First, I’m happy to announce that you now have the ability to collapse replies to any comment thread, not just top-level comments. Hopefully that will help make long comment threads easier to navigate. Now, onward…
Last week, I asked for stories about weirdly dramatic reactions that you’ve seen people have to changes at work. The comment section was full of fantastic stories, and here are 15 of my favorites.
1. “A couple years ago, I led revamping one of our workflows. The process was old, more than 40 years (!), and our administration was adamant that we had to modernize it. In truth, it was something that wouldn’t affect many people, and most other offices had made the change 20 years ago, but people were mad about the very idea that we would change it. I held a series of meetings with stakeholders, specifically to ascertain what their needs were. Getting this information was like pulling teeth. According to them, their needs were ‘Doing this the way we’ve always done it and never changing!!!’ My personal favorite was one person who arrived at the meeting with a prepared written statement about why the old workflow was necessary, and titled it ‘Hills to Die On.’ Why they thought that would make admin change their minds, I will never understand.”
2. “We just standardized our email signatures yesterday. People flipped out. ‘Why can’t I have this picture of my dog in my signature?’ ‘But I’ve always used pink cursive font — it’s cuter.’ ‘You’re crushing our individuality.’ Another department manager had employees who threatened to quit. I really didn’t think that having a standard email signature was that big of a deal. This is literally the only company that I’ve worked for that didn’t have one (until now).”
3. “At my last company, they used to get cookies once a month from a well-known bakery in my city. People used to stampede down the halls when it was cookie time and grab handfuls or platefuls instead of taking one. Eventually it got to the point that if you got to the cookie location 10 or 15 minutes after they were put down, there were none left. An email was sent out reminding people to take only one cookie so their coworkers could also have some, and that they were welcome to take additional cookies at the end of the day only if there were any leftover.
There was such a protest. Some people were SO INSULTED that they couldn’t take more than one cookie (and honestly, I can understand maybe taking two, but these repeat offenders were talking between 6 – 12 each – legit strutting away with plates piled high). They complained so much about being denied more than one cookie that cookie day ended up stopping permanently. It was honestly bizarre. Grown adults throwing tantrums over being denied more than one cookie (and they were big cookies, too).”
4. “When I worked at in the office of a warehouse, we would get a freezer full of ice cream bars in the summer. It actually had to be addressed that workers MUST STOP taking entire boxes home with them. One coworker took such offense to this that he would made it his mission to eat as much ice cream as possible while on site. I watched him eat seven of them during a thirty minute lunch break. He would proudly boast about how he’d make himself sick on free food just to make sure he got his ‘fair share.'”

■ Data excerpts

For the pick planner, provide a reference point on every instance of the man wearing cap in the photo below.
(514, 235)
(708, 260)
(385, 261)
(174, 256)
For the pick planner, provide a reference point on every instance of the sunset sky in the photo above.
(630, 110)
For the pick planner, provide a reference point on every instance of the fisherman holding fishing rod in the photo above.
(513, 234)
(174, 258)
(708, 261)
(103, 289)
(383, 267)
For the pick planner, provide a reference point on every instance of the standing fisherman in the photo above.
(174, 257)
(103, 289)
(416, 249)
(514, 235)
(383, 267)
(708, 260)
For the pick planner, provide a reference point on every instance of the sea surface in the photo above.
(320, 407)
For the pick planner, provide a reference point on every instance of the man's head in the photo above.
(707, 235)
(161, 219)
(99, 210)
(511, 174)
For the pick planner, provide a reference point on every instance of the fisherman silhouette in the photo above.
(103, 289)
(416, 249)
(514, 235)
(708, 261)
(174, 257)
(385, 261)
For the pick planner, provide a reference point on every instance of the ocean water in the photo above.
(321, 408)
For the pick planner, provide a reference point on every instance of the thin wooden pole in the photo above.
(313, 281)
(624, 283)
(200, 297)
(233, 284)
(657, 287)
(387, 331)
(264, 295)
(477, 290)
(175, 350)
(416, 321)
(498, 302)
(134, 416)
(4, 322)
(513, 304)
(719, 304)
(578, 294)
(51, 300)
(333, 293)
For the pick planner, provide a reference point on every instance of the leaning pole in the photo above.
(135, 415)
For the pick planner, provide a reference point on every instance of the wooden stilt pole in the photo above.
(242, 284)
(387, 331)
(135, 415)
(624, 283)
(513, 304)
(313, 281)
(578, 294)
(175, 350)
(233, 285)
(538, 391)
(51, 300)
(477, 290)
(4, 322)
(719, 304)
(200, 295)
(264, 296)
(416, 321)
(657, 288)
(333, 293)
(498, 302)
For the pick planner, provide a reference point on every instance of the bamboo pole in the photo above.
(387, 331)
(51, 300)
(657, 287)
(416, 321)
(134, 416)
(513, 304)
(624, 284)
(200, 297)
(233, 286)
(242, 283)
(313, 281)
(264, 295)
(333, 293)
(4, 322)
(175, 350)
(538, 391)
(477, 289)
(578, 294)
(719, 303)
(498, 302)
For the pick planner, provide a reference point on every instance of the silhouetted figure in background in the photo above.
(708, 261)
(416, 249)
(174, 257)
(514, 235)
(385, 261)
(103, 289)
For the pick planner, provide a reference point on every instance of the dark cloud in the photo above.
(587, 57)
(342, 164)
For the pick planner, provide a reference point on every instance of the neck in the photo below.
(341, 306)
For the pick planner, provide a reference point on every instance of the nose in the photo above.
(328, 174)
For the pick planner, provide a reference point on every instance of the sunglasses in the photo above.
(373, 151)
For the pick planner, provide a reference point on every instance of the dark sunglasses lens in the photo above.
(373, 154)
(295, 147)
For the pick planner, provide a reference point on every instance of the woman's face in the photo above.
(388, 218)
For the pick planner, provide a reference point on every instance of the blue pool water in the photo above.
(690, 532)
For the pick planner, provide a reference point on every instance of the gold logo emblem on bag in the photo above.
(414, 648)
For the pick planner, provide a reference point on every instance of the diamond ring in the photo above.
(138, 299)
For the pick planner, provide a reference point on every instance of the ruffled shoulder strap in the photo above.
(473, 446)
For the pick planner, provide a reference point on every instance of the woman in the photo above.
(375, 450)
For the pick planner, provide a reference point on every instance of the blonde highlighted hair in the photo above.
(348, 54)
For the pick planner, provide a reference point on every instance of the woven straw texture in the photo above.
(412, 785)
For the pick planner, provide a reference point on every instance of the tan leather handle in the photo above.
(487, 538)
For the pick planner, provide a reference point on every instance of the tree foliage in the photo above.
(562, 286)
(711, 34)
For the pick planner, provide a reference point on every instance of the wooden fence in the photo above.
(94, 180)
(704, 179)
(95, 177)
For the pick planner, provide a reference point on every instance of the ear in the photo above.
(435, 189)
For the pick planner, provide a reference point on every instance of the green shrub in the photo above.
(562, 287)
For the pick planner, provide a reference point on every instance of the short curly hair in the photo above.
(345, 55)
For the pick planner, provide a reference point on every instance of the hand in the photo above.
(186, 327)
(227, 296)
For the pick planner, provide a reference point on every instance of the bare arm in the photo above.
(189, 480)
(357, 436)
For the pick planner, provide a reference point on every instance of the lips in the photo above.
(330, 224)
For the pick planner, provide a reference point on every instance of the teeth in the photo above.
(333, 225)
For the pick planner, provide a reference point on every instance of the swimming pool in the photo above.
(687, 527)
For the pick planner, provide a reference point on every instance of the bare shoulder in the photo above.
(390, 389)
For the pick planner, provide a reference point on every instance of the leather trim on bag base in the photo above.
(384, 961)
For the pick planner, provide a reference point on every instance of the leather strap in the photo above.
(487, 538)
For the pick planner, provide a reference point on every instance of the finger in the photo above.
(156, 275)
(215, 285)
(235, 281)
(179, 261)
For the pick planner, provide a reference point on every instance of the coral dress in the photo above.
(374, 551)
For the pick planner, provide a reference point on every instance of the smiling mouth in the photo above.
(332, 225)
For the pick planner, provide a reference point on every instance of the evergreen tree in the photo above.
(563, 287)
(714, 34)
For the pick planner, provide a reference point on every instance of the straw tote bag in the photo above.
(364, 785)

...

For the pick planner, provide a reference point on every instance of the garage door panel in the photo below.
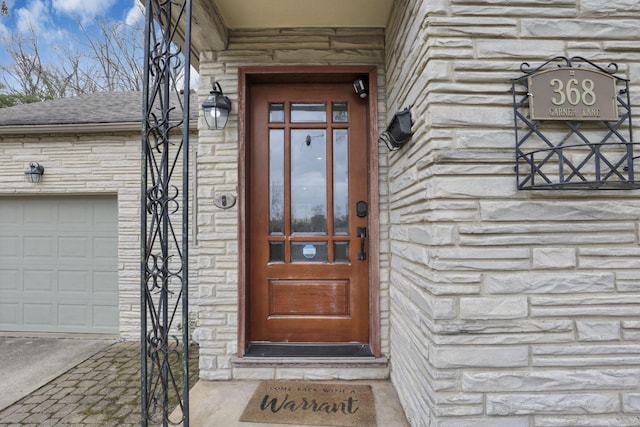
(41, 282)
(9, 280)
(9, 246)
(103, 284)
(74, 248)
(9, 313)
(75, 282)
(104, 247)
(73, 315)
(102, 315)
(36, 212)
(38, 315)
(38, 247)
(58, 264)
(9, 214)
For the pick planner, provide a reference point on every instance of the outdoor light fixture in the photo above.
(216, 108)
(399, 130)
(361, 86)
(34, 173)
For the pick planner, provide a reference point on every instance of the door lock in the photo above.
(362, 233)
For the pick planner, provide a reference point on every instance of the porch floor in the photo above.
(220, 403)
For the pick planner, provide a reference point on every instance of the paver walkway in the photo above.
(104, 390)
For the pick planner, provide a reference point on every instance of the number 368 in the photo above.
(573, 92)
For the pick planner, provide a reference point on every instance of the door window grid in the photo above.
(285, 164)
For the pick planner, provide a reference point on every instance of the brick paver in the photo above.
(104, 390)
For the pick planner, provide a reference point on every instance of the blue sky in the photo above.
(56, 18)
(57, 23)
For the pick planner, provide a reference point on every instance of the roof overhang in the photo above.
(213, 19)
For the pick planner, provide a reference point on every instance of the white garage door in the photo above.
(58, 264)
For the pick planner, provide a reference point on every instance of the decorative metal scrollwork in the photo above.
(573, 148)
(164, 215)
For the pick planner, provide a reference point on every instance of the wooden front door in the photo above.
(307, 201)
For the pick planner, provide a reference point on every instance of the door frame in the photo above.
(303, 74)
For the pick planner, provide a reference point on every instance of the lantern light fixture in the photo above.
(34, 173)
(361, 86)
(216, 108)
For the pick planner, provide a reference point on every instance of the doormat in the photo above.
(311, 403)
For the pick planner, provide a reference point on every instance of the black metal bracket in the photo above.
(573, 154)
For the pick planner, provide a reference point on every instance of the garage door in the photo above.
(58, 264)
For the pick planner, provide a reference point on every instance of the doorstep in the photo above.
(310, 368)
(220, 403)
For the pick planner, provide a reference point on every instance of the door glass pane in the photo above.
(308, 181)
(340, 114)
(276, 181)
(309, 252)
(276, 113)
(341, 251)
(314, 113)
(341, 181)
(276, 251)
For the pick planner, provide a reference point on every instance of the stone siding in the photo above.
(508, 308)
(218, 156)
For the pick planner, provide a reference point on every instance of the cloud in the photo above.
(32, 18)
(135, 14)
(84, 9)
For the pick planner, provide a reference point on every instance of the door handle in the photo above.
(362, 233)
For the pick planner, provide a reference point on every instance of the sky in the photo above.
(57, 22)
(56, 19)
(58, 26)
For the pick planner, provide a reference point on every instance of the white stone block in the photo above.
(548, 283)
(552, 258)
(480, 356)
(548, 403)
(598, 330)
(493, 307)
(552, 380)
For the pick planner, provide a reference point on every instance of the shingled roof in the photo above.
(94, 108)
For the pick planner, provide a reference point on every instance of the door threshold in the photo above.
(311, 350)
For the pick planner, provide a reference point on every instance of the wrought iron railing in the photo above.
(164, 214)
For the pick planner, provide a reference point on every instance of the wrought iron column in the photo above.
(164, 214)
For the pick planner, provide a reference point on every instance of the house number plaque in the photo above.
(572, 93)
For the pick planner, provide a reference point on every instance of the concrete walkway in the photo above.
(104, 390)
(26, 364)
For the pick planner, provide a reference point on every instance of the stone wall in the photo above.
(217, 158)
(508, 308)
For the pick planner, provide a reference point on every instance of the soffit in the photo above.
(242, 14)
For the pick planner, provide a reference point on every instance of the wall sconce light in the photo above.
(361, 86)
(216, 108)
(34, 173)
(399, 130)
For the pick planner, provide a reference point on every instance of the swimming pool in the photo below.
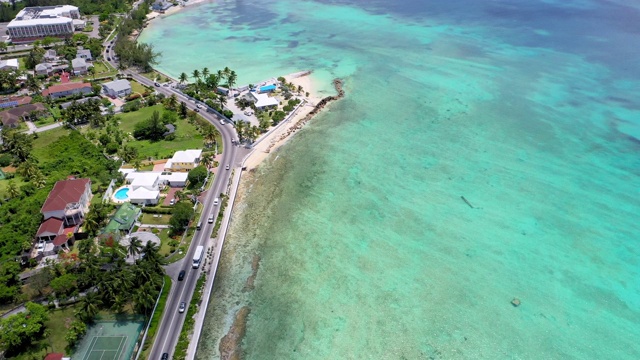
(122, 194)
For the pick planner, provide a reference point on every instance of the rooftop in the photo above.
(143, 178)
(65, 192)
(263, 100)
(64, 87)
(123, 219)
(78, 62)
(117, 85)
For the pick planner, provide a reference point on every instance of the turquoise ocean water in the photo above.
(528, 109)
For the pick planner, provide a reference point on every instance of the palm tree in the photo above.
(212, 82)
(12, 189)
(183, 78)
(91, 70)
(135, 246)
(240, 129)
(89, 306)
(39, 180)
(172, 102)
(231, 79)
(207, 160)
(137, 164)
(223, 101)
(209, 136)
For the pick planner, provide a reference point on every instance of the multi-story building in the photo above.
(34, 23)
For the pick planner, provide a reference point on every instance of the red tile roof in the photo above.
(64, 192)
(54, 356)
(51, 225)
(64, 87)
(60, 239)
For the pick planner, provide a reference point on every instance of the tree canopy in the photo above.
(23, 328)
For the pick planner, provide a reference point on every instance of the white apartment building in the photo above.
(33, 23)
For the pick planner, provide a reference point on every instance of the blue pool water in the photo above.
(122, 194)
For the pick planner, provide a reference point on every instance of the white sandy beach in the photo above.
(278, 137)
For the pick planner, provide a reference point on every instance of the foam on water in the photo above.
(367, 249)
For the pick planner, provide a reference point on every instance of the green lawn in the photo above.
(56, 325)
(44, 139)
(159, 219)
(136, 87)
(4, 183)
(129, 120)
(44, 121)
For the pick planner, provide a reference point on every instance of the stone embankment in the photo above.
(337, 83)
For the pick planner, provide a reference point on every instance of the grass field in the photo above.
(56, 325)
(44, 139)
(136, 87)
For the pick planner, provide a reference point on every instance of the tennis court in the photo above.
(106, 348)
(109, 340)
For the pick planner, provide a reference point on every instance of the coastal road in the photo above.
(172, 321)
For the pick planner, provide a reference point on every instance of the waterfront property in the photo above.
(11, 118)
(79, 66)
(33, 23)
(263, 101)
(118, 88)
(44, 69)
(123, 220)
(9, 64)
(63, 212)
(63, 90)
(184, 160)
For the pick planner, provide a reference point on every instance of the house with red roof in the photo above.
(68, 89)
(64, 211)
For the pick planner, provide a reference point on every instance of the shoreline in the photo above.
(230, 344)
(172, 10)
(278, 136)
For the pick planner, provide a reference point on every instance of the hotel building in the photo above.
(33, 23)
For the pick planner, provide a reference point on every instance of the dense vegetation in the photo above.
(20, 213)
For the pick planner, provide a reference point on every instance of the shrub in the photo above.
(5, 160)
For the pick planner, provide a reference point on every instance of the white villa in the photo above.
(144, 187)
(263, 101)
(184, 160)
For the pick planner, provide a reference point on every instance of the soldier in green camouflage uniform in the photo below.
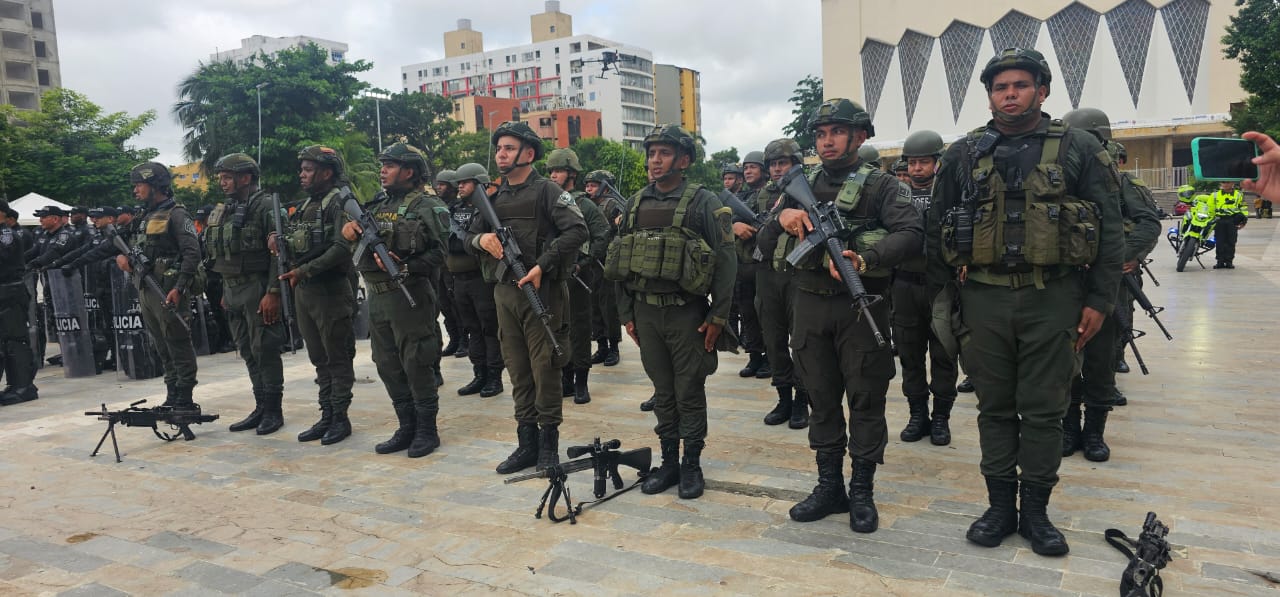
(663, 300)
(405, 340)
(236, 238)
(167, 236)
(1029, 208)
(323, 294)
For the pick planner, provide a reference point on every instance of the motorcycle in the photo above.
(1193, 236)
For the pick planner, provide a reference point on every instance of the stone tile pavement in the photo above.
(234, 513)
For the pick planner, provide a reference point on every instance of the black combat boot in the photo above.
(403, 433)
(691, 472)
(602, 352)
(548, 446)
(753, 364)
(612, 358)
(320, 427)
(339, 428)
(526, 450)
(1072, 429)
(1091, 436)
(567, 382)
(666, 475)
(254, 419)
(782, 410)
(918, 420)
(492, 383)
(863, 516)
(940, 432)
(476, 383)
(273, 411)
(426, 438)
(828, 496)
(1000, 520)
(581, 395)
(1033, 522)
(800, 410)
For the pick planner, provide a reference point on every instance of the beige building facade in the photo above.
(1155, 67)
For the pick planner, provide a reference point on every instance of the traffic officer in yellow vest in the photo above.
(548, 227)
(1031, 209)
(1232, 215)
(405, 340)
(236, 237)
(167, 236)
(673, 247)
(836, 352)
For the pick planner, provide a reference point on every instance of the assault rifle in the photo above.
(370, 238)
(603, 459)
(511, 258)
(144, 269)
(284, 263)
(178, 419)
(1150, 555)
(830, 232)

■ Given task A
Please transcribe the post about reactions to workplace changes word for word, between "First, I’m happy" and "of my favorites.", inclusive.
■ Given task B
Carry the post about dramatic reactions to changes at work forward from its last sentence, writing the next part.
None of these lines has anything to do with the post about reactions to workplace changes.

■ Reply A
First, I’m happy to announce that you now have the ability to collapse replies to any comment thread, not just top-level comments. Hopefully that will help make long comment threads easier to navigate. Now, onward…
Last week, I asked for stories about weirdly dramatic reactions that you’ve seen people have to changes at work. The comment section was full of fantastic stories, and here are 15 of my favorites.

■ Reply B
5. “In a former department and building (at current employer), there was a little tower window at the top of the building with a light in it. In response to a change so inconsequential I can’t even remember what it was, an overly-dramatic coworker flipped on the light – during the day (gasp!) – in a vengeful attempt to increase employer’s electric bill. This doesn’t seem too over the top until you factor in her giving me a wide eyed, dramatic look before turning on her heel and marching back to her office after the deed was done.”
6. “My former employer moved us into a new, bigger office because we outgrew the one we were in. One person did not like where her cube was located, so she built herself a weird little hovel out of boxes and sheets in a more desirable location (I guess?). I think it got shut down pretty quickly, but it was funny that it happened at all!”
7. “Our break room has a giant whiteboard calendar in it. Last year the company sent us a new one and asked us to start using it at the first of this year. Not really sure why … the other was perfectly usable and there was no differing info on it, but hey, whatever! The new calendar is slightly smaller than the previous one – as in the previous calendar was 36×48 inches and the new one is 32×44 inches.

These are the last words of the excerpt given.